Aim of the exercise => Rescale the material below from the line containing "compact shape [261,361]." through the end of the material. Reproduce every line in that stretch and change only the point coordinates in the answers, multiplying each by 1.5 and rounding to whole numbers with halves rounded up.

Data provided =>
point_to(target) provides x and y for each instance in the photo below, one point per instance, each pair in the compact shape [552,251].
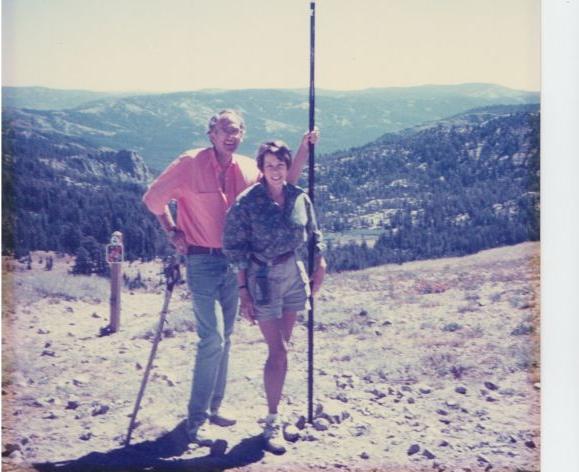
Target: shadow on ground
[161,454]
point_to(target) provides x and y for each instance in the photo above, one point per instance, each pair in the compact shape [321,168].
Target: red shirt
[194,181]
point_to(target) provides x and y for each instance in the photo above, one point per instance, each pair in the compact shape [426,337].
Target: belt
[276,260]
[191,250]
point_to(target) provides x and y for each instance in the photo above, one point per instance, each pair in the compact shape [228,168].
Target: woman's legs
[277,333]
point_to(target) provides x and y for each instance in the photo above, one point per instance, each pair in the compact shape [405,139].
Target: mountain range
[449,186]
[161,126]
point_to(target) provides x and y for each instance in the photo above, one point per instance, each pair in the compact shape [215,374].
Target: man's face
[227,135]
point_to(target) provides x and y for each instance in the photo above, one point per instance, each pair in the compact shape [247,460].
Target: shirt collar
[218,167]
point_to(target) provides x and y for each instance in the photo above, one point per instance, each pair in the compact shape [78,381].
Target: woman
[265,238]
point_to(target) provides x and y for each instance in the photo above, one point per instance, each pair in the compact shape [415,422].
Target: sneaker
[273,436]
[220,420]
[201,437]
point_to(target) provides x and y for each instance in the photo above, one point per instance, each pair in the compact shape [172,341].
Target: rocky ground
[429,365]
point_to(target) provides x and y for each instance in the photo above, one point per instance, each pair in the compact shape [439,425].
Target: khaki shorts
[287,285]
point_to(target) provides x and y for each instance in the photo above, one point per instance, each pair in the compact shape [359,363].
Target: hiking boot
[201,437]
[273,436]
[220,420]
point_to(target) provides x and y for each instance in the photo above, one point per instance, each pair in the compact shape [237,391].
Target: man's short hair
[278,148]
[215,119]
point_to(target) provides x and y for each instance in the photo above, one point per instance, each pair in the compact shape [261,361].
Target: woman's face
[274,171]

Answer to this problem =>
point_to(target) provides x and y for each instance in the photo above, one point per instance, each pair in the compact shape [261,361].
Target: woman's face
[411,257]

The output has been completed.